Reading text:
= = =

Buongiorno. This past Saturday I joined some very happy sold-out crowds at Fort Mason sampling the winners of the prestigious San Francisco Chronicle wine competition. I wanted to see how my favorite NorCal winemakers fared among the stiff competition: 4,235 wine entries from 1,500 US wineries judged blind by 55 industry experts. New releases and first-time discoveries made for a truly memorable event - you just can't find this level of quality across the board under one roof elsewhere. I have to tell you, if you enjoy wine, make sure to get your tickets at least two weeks early next year.
First of all, I want to thank the winemakers who master a tricky craft to create these wines, and a special thanks to the NorCal producers: you make my choice to drink only local vintages very easy. There are some excellent California and Italian varietals growing in Sonoma these days, so I don't mind waiting to drink Italian until my annual trips home. To my 9 favorite award-winning local vintages I say: Salute!
Muscardini Cellars Sangiovese, Dry Creek Valley, 2006. This wine begs for food: cinnamon and raspberries, with a whiff of tobacco and very soft tannins that can stand up to a robust Italian first course without flinching. Plus, Michael is always so excited to talk about wine, he wins me over every time. We discovered this small-production Sangiovese visiting his new Kenwood tasting room a couple months ago and stocked up before the big win: nick of time! Grazie for this one, Michael.
Caliza Winery Syrah, Russell Family vineyards, 2006. A full-bodied, aromatic red that's like a roadside blackberry bush on an hot August day: ripe and ready. Only 200 cases were produced, and you can only get it from the winery. This one accompanies well-caramelized roasts or braises with wild mushrooms: a carnivore's favorite winter wine.

= = =

Material shown:
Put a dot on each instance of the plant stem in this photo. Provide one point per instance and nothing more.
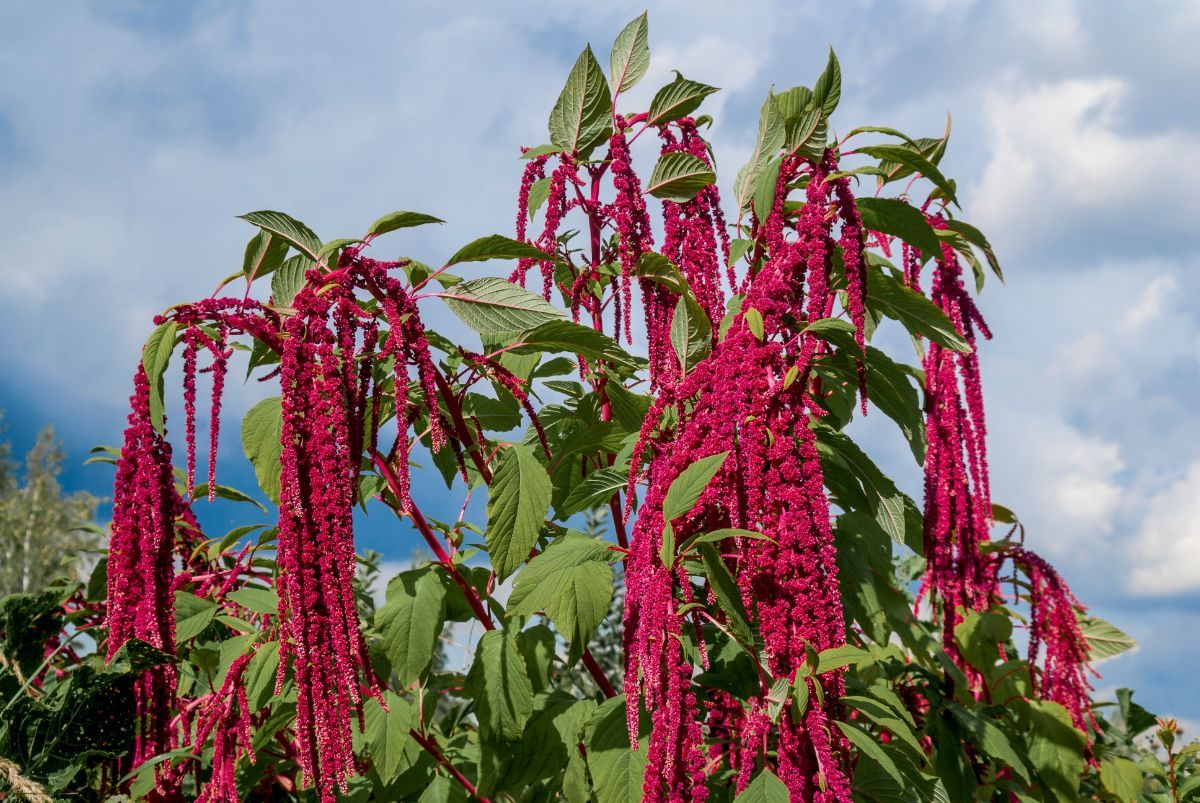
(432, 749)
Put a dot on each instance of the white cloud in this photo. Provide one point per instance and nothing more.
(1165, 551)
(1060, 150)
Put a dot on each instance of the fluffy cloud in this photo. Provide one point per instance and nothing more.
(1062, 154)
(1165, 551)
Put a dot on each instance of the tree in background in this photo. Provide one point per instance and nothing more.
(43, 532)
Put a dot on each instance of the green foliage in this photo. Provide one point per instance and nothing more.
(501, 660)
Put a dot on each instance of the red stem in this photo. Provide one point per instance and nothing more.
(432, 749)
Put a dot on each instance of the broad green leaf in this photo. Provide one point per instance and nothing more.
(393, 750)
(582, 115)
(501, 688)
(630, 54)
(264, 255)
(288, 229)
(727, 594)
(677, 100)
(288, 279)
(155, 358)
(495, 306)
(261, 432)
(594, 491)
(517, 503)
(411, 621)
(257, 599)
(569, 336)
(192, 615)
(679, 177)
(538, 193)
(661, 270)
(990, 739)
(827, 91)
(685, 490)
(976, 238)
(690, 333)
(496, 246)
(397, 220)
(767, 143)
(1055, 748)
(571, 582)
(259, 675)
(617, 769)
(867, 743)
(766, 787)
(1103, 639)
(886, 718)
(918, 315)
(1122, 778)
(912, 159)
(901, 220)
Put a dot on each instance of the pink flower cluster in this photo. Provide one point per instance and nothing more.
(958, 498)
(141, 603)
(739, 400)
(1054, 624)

= = =

Required task: Extend the wine competition blog post about favorite award-winning NorCal vintages, starting right after its final sentence.

Exercise output:
Canihan Family Cellars Exuberance Syrah, Sonoma Valley, 2006. Organically farmed and robust yet very silky, with raspberries and white pepper rounding out the aromas. A long finish reminds you who's in charge: hint hint, it's not the food.
Claudia Springs Zinfandel, Mendocino Ridge, Valenti Ranch, 2006 and signature Zinfandel, 2006. I have to say, I tried at least three different Zins from Claudia Springs, and each was completely different but highly worthwhile. They're produced in small batches and priced to sell out: : the 2006 Zin is $22. Buy directly from the winery while you can...
Quivira Vineyards Syrah, Dry Creek Valley, Wine Creek ranch, 2006. Only 244 cases of this inky, intense Demeter-certified biodynamic beauty were produced. This cedar- and violet-scented new release is available directly from the winery at $28 a bottle: such a steal.
Ottimino Vineyards Zinfandel, Von Weidlich Vineyard, 2005. A versatile Zin from Russian River, with a deep black cherry flavor perked up with a zing of white pepper. In Italian translation, the name has a double meaning: "the eighth," but also "the little exceptional one." I'll second that.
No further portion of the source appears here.